松本さんは飽き性かもしれませんが(本人談)
料理との向き合い方はブレていません。

悶々と悩み、世の中を眺めながらも
成功者の二番煎じを絶対にしない。

そんなことを感じたのは
松本さんの店「啓蟄(けいちつ)」で
料理をいただいた時でした。

静岡出身の37歳、松本祐季さん。「シェフは顔なんて売れなくていいです、それより僕の料理を知ってもらえたらそれで幸せ」とおっしゃっていたのですが、まぁ今回はそんなこと言わず。

隅から隅までズッキーニ!(な料理)


「啓蟄」の料理はコース仕立てです。

ディナーだと15品前後の
テイスティングコースで、
ランチであれば
ショートコースも楽しめます。

訪れたのは夏のはじめ。
「ズッキーニ」
という名が与えられた皿には
緑のグラデーションが印象的な
四角い料理がのっていました。

その名の通り「ズッキーニ」。1ミリほどの薄さに桂むきしたズッキーニを四角く形成しフライパンでソテーして。ズッキーニのピューレやアンチョビ、黒オリーブ、焦がしバ ターの泡ソースを添えて。一口ごとに「ほーら、これこそがズッキーニ!」と教えてくれるようなハーモニー。

ズッキーニの料理なら
「なぜズッキーニなのか」
をとことん考えます。

僕は「うまい!」って
誰もが思うような
そんな味を作りたいわけじゃなくて、
なぜ今この時期にこの調理法で
この料理を届けたかったかが
食べ手に伝わるような、
そんな料理に仕上がればいいなと思ってます。
- - - -
◆ **課題一覧**:
1) 掲載本文の「静岡出身の37歳、松本祐季さ」から「ショートコースも楽しめます。」まで(その語句も含む)を一字も変えずに返してください。
2) 次の(a)〜(c)が掲載本文の内容と合っているかを、それぞれ「はい」か「いいえ」で答え、判断の決め手となる本文の言葉をそのまま引用してください。(a) 「啓蟄」のディナーは15品前後のテイスティングコースである。(b) 松本祐季さんは東京出身である。(c) 「ズッキーニ」の皿では、ズッキーニを1センチほどの厚さに切っている。
このデータは掲載本文とは別の出典から取られたものです。

保存データ
- - - -
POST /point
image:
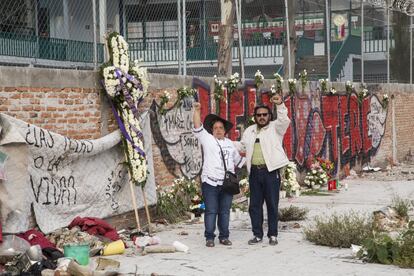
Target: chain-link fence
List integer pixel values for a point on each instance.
(182, 36)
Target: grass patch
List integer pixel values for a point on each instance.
(381, 248)
(402, 206)
(339, 230)
(292, 213)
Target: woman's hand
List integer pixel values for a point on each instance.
(276, 99)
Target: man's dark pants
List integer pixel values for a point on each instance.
(264, 186)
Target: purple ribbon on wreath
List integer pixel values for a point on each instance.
(135, 112)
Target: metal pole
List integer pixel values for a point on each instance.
(328, 38)
(184, 41)
(388, 46)
(288, 37)
(179, 36)
(362, 43)
(411, 50)
(95, 44)
(239, 26)
(204, 31)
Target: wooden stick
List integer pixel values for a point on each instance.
(146, 210)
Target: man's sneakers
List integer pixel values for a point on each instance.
(255, 240)
(226, 242)
(272, 240)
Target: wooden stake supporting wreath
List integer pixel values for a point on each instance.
(126, 85)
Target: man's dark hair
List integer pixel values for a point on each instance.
(265, 107)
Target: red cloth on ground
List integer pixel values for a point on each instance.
(95, 226)
(36, 237)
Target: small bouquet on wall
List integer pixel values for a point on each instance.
(258, 79)
(244, 187)
(292, 86)
(303, 76)
(126, 85)
(349, 87)
(218, 89)
(289, 180)
(316, 176)
(326, 165)
(323, 83)
(279, 83)
(362, 94)
(232, 83)
(385, 101)
(185, 92)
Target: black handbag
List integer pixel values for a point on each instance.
(230, 182)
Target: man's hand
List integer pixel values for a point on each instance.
(196, 106)
(277, 99)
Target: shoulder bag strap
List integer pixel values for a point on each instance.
(222, 156)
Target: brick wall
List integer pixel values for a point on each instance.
(73, 112)
(71, 103)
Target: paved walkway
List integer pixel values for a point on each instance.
(292, 256)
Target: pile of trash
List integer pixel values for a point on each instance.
(79, 249)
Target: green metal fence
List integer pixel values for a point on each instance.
- - - -
◆ **解答一覧**:
1)
静岡出身の37歳、松本祐季さん。「シェフは顔なんて売れなくていいです、それより僕の料理を知ってもらえたらそれで幸せ」とおっしゃっていたのですが、まぁ今回はそんなこと言わず。

隅から隅までズッキーニ!(な料理)


「啓蟄」の料理はコース仕立てです。

ディナーだと15品前後の
テイスティングコースで、
ランチであれば
ショートコースも楽しめます。

2)
(a) はい。「ディナーだと15品前後の」
(b) いいえ。「静岡出身の37歳、松本祐季さん。」
(c) いいえ。「1ミリほどの薄さに桂むきしたズッキーニ」